# DESCRIPTION OF THE TASK
Which theorem do the forum comments call the first mathematical theorem proved by computation?

I think I found a pretty alright lower bound, in two interesting ways If you take a solution of n-1 colors: S(n-1), the first color we add after that (S(n-1)+1) must be our new color (say green) then the only thing preventing us from coloring everything green is that (S(n-1)+1)*2 cannot be green but we can color green from S(n-1)+1 ... 2S(n-1)+1. And then, we can repeat the original solution for S(n-1), as it's now far away enough for interference to go away (sorta) which gives us a coloring of n colors with length 3*S(n-1)+1. (it also preserves symmetry - if the solution to n-1 is symmetric, this will also be!) Alternatively, we can make our first color (say blue) on the numbers 3n+1, like 1,4,7,10... since (3n+1)+(3m+1)=3(n+m)+2, this coloring is fine. now we consider the gaps. the first gap is 2,3 - next is 5,6 - 8,9, etc but consider how these numbers add. 2+2=4 (which is blue, and is covered) 2+3=5 3+3=6 5,6 are in the next gap up. An in general, all the numbers in gap "n" + gap "m" either are blue (end up in 3n+1), or end up in gap "n+m". Therefore, if we make all the numbers in a gap share the same color, we can reduce it back to the original problem, but smaller and with one less color. If you make this coloring S(n-1), then this will also give you 3*S(n-1)+1, but in a different way.

Really cool, enjoyed it a lot. Sounds like the SAT solvers integrate such parallism methods into them ( or some higher level library ). I wonder if you could use the same method to find multiple 160 solutions, find some patterns in those to optimize searches for even larger scales ( better probably for succesful searches ) It is also common to add more rules to the problem, so it could fail faster. For example you can deduce that no following numbers will be blue after you color 1 with blue. But of course its a trade off. Will try on some of our high level solvers and see how bad those are 😅

As a non matematitian i'm astonished by the fact that such a simple problem cannot be solved by understanding the underlying patterns and symmetries that certainly exist. For example, chosen a number c divide it by two, then a and b will every time equally distant from that result, giving the solution a certain predictability and order. It's very strange that brute force is the only possible way. This furthermore makes me wonder when you clearly created a very simple algorithm for the first easiest solution, an algorithm that apparently could lead in my eyes to some graph theory solution

Four color map theorem was first time then computation proved mathematical theorem.

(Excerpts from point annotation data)
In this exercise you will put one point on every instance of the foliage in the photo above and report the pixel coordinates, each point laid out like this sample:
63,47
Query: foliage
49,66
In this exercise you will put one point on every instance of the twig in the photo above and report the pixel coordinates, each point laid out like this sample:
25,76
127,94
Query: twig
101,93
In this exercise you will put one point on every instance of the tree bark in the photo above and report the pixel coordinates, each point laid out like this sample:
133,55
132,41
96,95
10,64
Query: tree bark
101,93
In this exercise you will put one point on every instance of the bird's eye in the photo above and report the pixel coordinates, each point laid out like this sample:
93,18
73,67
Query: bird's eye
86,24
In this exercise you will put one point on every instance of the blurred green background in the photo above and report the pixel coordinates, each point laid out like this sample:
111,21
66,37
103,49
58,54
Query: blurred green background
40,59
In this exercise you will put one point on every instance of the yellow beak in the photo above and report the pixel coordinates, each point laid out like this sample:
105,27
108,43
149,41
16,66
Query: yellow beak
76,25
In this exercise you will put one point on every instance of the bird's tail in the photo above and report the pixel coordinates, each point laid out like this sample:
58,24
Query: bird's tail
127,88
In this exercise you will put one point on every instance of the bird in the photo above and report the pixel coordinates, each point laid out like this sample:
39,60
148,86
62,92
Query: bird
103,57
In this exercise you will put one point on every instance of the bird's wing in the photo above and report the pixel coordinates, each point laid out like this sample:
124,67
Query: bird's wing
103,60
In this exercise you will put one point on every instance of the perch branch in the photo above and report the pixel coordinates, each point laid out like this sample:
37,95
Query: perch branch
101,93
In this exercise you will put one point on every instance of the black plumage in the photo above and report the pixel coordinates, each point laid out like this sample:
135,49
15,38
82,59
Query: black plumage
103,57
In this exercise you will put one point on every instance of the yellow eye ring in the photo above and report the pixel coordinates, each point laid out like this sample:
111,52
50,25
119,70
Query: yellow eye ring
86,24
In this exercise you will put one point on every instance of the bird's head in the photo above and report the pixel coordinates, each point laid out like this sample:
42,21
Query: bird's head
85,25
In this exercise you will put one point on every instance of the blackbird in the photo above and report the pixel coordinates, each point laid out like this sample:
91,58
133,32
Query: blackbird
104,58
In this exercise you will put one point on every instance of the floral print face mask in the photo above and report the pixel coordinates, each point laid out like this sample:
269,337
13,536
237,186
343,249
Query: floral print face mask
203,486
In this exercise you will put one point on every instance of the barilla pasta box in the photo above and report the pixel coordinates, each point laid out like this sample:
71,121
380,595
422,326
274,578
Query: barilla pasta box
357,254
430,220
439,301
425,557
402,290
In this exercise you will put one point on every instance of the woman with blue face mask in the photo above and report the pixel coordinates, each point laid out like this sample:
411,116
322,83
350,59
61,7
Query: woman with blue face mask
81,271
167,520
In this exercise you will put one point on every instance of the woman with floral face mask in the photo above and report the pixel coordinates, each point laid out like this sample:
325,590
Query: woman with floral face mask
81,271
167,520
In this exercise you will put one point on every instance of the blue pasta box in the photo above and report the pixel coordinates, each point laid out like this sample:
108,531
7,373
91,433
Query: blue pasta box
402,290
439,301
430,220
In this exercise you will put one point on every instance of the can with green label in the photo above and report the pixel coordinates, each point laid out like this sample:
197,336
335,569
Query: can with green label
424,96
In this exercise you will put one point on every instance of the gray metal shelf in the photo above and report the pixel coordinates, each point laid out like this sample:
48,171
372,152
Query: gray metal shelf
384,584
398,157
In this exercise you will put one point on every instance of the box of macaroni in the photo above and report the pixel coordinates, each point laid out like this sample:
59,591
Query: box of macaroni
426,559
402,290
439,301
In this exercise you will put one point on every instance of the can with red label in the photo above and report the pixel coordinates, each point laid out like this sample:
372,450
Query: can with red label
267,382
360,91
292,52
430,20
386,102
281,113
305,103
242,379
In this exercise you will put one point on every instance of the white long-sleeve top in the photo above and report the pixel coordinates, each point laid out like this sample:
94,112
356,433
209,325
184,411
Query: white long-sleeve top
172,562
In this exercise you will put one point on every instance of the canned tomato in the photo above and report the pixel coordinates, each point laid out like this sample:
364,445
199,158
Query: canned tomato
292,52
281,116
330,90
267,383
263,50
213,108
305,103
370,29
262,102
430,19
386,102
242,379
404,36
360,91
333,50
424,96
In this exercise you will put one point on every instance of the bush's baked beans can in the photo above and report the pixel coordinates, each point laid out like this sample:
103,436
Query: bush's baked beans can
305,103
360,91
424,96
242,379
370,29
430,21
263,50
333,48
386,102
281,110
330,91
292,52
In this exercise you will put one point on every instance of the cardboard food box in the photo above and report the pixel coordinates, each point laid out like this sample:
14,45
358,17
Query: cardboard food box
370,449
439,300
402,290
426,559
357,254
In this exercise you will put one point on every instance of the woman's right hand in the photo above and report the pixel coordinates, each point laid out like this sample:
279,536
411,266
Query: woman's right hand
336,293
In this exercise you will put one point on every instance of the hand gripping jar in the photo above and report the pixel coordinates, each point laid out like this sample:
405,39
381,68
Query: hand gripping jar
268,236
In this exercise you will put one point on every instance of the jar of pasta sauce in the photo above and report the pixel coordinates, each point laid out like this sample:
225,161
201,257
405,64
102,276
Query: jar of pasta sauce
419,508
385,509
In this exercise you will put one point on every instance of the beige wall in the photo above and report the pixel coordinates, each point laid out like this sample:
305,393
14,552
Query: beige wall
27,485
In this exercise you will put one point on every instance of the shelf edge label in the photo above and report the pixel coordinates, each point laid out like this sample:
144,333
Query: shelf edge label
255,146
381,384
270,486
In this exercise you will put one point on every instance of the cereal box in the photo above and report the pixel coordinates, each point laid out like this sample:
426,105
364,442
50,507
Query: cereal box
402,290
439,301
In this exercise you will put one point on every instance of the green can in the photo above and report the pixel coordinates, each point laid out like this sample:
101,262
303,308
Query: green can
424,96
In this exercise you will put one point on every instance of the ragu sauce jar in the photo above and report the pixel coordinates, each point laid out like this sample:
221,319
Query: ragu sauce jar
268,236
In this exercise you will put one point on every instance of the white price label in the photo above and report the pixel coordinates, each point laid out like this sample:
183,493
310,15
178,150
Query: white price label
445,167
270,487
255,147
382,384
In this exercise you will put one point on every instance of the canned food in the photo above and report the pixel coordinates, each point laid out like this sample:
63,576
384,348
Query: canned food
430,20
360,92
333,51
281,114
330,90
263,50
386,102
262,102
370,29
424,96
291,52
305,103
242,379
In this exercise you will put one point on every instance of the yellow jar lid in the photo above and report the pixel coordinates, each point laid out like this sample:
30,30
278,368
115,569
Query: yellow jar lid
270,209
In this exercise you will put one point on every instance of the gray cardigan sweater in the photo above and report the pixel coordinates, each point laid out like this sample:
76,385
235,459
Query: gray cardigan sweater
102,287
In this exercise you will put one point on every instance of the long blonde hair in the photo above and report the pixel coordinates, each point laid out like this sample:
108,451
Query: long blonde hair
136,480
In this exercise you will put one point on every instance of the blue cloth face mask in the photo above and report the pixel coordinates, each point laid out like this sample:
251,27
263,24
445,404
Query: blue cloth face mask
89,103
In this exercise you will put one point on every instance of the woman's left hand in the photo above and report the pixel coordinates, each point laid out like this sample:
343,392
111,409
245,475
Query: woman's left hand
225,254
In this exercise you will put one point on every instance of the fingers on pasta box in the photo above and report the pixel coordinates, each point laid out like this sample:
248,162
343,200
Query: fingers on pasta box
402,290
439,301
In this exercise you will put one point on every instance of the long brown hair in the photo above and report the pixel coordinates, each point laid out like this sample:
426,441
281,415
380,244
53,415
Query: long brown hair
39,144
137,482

# TASK RESULT
The four color map theorem.